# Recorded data
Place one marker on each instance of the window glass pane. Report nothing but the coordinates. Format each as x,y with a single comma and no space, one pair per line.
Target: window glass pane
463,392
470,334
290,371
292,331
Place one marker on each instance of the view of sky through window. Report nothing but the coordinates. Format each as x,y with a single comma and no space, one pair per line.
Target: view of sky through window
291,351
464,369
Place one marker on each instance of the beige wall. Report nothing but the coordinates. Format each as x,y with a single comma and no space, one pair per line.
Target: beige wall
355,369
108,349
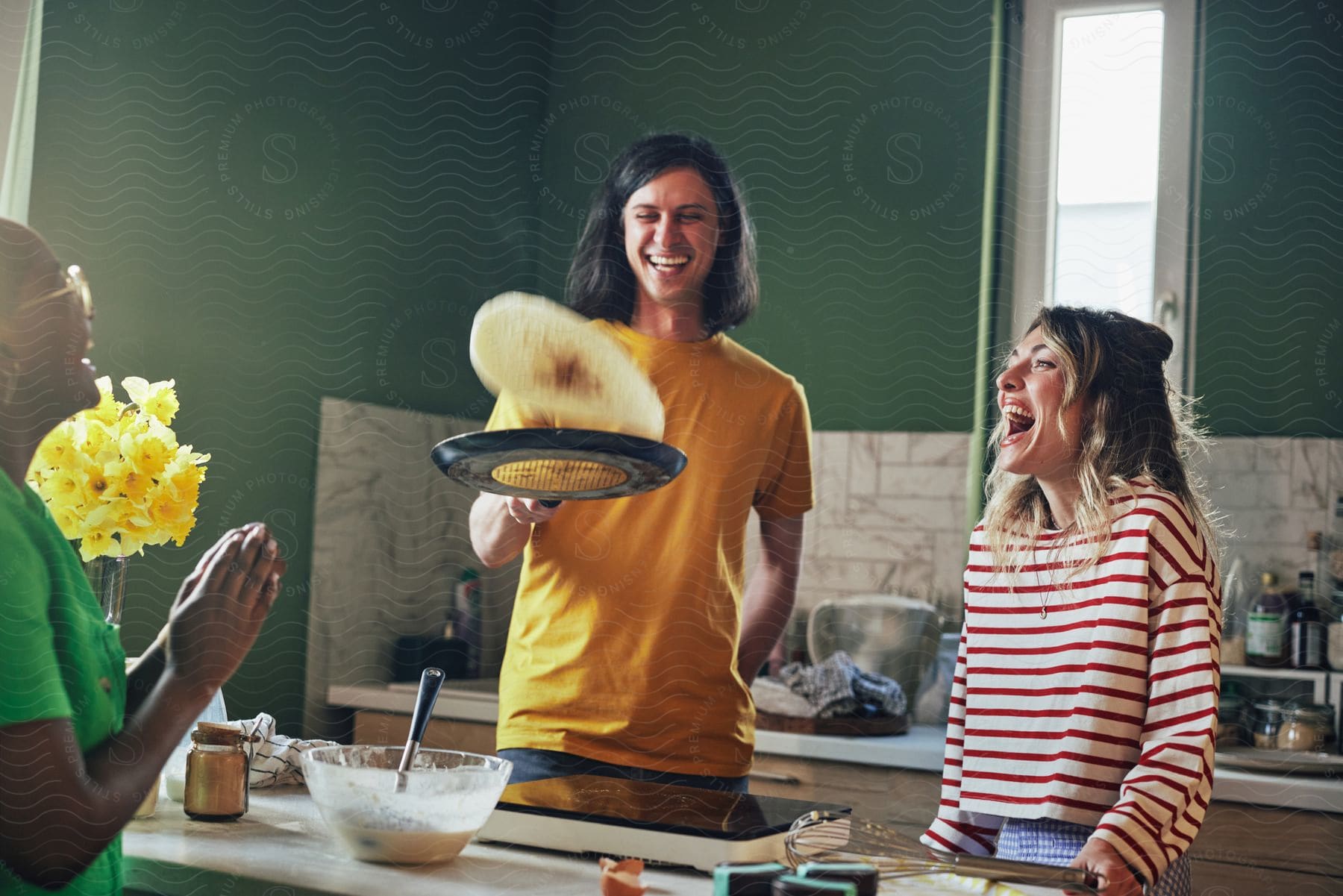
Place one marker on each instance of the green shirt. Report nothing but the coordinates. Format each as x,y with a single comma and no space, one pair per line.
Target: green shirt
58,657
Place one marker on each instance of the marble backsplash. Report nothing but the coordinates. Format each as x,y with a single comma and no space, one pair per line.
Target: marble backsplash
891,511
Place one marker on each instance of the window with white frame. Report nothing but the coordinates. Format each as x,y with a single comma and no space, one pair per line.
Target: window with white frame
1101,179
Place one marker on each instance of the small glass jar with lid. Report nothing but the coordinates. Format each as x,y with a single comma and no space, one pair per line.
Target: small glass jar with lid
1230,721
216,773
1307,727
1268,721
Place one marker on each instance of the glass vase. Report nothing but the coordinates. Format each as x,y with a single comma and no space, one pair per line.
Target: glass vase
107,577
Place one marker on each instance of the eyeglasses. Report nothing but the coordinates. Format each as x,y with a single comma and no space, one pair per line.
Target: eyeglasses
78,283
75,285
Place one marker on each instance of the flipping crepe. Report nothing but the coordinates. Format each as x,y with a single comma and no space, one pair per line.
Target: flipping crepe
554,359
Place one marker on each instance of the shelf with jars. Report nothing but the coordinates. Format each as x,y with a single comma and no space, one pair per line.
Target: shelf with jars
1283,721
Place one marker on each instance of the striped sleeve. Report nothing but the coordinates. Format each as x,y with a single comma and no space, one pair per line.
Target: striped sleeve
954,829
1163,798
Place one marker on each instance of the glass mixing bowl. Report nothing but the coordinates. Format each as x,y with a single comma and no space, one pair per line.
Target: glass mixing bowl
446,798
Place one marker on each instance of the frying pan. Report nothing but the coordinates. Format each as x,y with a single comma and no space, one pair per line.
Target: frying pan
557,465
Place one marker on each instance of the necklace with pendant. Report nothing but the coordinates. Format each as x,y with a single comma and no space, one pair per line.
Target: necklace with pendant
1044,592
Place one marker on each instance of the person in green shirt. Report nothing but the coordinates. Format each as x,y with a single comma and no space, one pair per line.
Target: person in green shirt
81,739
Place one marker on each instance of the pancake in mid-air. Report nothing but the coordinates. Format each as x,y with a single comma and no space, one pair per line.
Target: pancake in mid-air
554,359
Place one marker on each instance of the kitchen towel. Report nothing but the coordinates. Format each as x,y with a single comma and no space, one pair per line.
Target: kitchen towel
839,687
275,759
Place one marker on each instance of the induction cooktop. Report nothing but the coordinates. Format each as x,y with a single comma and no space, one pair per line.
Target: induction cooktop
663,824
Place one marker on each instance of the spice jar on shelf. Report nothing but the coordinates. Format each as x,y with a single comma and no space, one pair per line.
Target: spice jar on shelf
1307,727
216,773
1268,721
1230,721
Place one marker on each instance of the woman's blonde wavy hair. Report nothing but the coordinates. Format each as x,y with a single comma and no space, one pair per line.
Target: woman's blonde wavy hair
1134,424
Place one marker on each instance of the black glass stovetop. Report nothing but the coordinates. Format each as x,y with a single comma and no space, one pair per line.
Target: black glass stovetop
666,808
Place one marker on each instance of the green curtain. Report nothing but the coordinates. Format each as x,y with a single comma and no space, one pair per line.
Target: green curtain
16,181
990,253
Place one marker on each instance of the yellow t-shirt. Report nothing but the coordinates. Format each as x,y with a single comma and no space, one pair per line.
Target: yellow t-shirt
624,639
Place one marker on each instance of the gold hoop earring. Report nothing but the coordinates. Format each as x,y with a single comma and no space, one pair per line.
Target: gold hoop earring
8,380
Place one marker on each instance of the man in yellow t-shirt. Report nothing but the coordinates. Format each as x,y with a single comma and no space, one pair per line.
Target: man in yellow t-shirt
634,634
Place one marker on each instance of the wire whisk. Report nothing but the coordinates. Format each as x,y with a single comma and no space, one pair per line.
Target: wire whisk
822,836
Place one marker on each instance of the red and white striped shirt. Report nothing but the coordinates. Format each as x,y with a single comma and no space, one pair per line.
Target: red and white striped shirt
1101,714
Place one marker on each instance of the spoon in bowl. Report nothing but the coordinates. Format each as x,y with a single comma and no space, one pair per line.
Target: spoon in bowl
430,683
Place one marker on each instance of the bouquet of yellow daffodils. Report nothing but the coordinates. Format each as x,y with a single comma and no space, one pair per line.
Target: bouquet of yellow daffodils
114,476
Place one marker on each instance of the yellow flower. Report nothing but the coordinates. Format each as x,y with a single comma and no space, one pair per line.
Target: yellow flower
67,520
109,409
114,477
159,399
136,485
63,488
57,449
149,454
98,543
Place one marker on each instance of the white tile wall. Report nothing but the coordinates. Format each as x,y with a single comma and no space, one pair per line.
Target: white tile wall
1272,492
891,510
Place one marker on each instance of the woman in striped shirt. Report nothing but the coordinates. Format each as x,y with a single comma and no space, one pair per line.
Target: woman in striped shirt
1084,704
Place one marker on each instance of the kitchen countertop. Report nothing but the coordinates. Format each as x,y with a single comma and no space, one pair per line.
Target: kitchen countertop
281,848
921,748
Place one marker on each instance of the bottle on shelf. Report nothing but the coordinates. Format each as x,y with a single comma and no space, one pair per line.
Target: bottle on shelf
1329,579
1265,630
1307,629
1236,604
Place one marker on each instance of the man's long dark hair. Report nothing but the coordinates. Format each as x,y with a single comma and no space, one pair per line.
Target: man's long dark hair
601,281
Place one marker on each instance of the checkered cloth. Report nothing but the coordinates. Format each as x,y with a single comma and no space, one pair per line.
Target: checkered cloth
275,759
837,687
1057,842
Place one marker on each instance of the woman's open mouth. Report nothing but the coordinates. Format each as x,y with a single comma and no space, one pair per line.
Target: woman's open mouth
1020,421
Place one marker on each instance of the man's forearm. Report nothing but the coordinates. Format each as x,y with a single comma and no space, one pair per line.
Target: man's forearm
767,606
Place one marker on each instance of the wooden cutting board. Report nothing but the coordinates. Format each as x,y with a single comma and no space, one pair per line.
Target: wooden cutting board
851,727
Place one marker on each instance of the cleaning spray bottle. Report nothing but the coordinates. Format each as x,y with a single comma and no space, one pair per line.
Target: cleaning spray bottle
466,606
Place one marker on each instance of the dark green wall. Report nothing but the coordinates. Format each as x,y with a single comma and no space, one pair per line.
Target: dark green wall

==

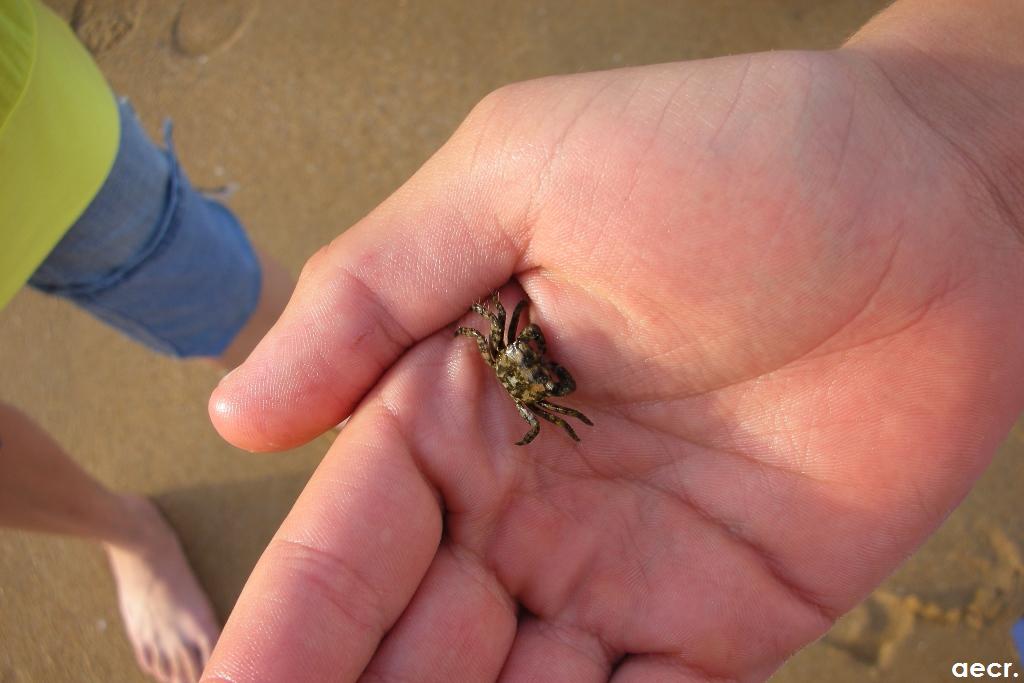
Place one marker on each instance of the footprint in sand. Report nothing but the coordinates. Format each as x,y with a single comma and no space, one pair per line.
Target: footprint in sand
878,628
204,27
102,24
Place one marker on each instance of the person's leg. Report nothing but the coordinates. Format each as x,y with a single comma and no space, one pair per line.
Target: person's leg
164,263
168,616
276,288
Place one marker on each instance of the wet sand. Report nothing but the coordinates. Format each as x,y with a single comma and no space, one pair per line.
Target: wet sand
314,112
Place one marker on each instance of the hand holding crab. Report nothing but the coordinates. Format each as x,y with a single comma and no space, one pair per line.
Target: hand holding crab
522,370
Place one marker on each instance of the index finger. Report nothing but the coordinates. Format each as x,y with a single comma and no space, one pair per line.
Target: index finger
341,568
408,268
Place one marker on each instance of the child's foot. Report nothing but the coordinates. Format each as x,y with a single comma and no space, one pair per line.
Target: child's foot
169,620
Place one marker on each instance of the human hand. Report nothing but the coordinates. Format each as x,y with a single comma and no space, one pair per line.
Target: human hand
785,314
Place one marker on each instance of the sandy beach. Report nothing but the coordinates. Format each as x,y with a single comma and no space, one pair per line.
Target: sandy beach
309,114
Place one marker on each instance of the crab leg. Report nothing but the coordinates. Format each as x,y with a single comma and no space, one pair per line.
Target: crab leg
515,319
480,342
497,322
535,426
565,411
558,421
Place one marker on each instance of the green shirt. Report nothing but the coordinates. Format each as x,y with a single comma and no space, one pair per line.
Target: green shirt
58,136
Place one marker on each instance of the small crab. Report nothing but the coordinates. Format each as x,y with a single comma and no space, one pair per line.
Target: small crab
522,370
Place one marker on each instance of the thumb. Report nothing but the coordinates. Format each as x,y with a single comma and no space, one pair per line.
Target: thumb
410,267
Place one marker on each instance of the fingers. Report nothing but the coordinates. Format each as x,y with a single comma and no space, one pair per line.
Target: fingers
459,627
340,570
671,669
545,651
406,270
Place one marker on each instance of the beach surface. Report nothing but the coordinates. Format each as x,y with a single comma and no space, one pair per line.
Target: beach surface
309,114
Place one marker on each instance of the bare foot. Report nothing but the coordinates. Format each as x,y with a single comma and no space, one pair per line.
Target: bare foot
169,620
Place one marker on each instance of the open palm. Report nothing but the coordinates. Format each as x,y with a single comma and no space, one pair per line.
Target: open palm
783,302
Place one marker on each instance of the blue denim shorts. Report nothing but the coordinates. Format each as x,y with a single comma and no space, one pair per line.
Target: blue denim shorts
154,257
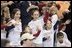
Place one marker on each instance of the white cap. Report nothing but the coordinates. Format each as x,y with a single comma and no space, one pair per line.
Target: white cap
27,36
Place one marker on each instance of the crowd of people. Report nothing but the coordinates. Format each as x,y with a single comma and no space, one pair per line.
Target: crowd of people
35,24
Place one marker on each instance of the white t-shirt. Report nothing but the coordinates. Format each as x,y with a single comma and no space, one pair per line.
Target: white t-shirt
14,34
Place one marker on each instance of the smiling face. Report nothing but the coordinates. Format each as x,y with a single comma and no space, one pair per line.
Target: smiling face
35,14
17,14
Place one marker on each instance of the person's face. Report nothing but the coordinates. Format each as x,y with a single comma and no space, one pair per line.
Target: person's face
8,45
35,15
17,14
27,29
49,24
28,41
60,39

# Work required
Keeping every character as it is, restate the lines above that run from the line with "Target: glass vase" through the line with "Place one marker on each instance of the flipping", both included, and nothing else.

# Result below
Target: glass vase
107,577
Place one marker on each instance of the eyeglasses. Report nothing but the coordinates. Format each as x,y with a single comma and no space, one pair per line.
Target: eyeglasses
78,283
75,285
Place one marker on each instance of the flipping crepe. Report nothing but the coordinates. Format each as x,y with a single comma and no space, one pair per line.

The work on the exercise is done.